### Work to complete:
1) In the article on Vedaranyam salt pan workers, how much monthly relief per family did the State Government announce for the off-season?
2) Summarize the article on Vedaranyam salt pan workers in two sentences.
3) Carry on the article about Vedaranyam salt pan workers from its last sentence.

** Opening Given passage block **

Salt pan workers await disbursal of promised relief

This will to some extent prevent migration of workers, say manufacturers

Thousands of workers at salt pans in Vedaranyam expect prompt disbursal of the monthly relief of ₹ 5,000 per family announced recently by the State Government during the off-season months that extends from October to January.

Small scale manufacturers believe that the promised relief, a fulfilment of the poll promise by the Government, would, to a significant extent, prevent migration of workers in search of jobs to western districts to sustain their livelihood during the rainy season.

There is, however, no information so far on how the prospective beneficiaries will be enumerated. “We are still awaiting official information on distribution of the promised monsoon relief,” says V. Senthil, Secretary, Vedaranyam Small Scale Salt Manufacturers’ Federation.

State-wide, thousands of workers in salt pans are known to have secured membership of the Unorganised Workers Welfare Board. “Formation of a separate welfare board for the salt pan workers is the need of the hour to enrol all of them. The manufacturers are looking for clarity on the eligibility of workers for availing themselves of the monthly relief during the monsoon months,” Mr. Senthil said.

The salt industry in Vedaranyam has not recovered after the devastating impact of Gaja cyclone in 2018. Most of the salt pans were inundated with silt from the sea and neither the Central nor the State Government had fulfilled the request made by the manufactures for a special assistance to resume salt production.

Thereafter, the workers were left without jobs and a good number of them thought it fit to migrate elsewhere for livelihood. The salt industry is still in a crisis situation in Vedaranyam, and the heavy spells of downpour in recent weeks have only precipitated the problems of the manufacturers and workers.

** Closing Given passage block **
** Opening Given information block **

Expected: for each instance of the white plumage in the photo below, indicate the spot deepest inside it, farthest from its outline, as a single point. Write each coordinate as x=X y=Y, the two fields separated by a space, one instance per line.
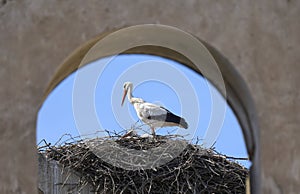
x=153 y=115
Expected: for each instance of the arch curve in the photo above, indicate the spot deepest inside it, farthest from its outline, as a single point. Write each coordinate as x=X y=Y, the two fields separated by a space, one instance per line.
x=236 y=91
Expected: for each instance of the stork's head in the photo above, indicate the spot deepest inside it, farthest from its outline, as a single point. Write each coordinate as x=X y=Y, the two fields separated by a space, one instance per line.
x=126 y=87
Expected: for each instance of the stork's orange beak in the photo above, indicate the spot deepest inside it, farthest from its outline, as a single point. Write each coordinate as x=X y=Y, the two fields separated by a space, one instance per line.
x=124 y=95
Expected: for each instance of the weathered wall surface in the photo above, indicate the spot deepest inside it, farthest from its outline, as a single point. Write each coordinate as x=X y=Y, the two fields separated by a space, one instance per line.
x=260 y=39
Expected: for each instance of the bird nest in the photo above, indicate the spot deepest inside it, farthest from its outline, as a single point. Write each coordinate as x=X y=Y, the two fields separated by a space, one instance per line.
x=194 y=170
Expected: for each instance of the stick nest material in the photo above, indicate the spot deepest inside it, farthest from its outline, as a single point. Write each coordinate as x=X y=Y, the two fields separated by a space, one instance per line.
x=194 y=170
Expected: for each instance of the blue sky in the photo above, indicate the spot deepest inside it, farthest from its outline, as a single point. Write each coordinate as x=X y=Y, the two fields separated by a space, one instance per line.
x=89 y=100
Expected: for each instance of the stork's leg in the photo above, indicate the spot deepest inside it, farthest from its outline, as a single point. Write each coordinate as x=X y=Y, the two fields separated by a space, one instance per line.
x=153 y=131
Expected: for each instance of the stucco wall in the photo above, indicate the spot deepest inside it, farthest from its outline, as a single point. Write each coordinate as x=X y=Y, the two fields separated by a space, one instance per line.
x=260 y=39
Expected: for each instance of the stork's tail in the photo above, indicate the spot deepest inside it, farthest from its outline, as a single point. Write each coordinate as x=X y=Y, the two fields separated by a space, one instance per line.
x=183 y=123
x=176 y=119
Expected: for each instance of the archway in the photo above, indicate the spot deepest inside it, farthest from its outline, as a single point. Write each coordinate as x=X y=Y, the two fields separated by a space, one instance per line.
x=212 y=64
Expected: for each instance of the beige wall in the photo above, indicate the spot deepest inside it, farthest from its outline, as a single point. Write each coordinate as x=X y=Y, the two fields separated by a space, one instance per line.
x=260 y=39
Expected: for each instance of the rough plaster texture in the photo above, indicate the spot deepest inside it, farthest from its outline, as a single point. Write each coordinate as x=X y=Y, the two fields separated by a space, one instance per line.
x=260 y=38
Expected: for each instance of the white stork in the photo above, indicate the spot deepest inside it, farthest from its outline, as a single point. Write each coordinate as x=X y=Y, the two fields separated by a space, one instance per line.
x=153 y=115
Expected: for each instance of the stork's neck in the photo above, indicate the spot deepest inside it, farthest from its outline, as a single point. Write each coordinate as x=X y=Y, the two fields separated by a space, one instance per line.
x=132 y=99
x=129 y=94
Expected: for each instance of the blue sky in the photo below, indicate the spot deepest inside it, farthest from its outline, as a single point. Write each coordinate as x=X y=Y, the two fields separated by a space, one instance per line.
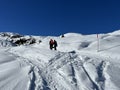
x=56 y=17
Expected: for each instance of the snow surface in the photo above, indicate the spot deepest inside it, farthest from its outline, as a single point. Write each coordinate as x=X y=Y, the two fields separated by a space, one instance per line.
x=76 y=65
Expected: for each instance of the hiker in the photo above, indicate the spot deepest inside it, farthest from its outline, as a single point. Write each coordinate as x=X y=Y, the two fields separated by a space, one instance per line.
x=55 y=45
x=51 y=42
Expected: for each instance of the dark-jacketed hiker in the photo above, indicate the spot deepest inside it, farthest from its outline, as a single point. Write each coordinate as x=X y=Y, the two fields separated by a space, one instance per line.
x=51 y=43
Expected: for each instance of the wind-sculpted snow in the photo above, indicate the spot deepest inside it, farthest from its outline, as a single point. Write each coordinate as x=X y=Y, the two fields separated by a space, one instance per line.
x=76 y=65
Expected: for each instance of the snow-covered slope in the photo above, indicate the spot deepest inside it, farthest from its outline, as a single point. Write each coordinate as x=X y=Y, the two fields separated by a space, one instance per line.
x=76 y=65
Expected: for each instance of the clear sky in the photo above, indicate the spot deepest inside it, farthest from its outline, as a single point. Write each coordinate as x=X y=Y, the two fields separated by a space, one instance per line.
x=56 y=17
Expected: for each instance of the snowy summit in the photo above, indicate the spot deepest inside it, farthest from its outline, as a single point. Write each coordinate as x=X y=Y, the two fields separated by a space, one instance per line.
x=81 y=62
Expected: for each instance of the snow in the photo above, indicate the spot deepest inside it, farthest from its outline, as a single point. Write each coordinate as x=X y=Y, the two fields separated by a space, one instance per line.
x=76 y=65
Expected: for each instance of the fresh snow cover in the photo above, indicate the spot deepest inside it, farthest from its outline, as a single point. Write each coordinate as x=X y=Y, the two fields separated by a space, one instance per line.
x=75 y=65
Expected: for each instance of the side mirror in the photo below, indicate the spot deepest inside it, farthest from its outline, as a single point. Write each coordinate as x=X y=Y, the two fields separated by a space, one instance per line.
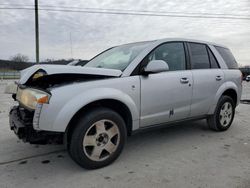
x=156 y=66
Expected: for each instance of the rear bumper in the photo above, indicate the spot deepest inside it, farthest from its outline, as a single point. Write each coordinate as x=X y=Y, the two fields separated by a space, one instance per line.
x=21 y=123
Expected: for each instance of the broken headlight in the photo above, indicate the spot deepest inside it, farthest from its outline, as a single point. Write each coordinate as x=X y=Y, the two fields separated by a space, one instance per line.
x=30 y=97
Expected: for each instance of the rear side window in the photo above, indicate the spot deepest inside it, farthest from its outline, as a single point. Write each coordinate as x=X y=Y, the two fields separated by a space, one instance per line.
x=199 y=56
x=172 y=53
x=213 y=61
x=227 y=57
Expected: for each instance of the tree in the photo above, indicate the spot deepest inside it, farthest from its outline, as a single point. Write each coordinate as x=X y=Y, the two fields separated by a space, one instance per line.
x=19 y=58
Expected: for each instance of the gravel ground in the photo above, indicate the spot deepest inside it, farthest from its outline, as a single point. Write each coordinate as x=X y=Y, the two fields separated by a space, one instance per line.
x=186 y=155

** Closing Given information block **

### Replies:
1) ₹ 5,000 per family.

2) Salt pan workers in Vedaranyam are waiting for the State Government to pay its promised monthly relief of ₹ 5,000 per family during the October-to-January off-season, which small-scale manufacturers believe will curb migration, though no details have been given on how beneficiaries will be enumerated. The local salt industry has not recovered since Gaja cyclone silted up the pans in 2018, and recent heavy rains have made the situation worse for manufacturers and workers.

3)
Salt extraction, one of the primary economic activities of Vedaranyam region, is done from about 10,400 acres of which 7,000 acres are operated by two big companies by taking land on lease from the Salt Commission of India. The remaining 3,400 acres have been let on lease to about 700 small-scale producers (holding 5 to 10 acres).

Nearly 8,000 male and female permanent workers from Vedaranyam and surrounding villages are involved in the salt production process, manufacturers say. During the lean season from October to January, most of the workers borrow money from moneylenders at exorbitant rates of interest and eventually end up in deep debts.

Though the workers are entitled to priority in allotment of leased land for salt extraction through formation of coop societies, not many are aware of their rights.

According to Sujitha, a Tiruchi-based activist involved in sustaining livelihood of the salt pan workers, their deteriorating health condition is a cause for deep concern.

According to a study undertaken by a team from JIPMER in partnership with M. S. Swaminathan Research Foundation, a high prevalence of eye infection associated with exposure to sun and ultraviolet rays was found among salt workers of Vedaranyam.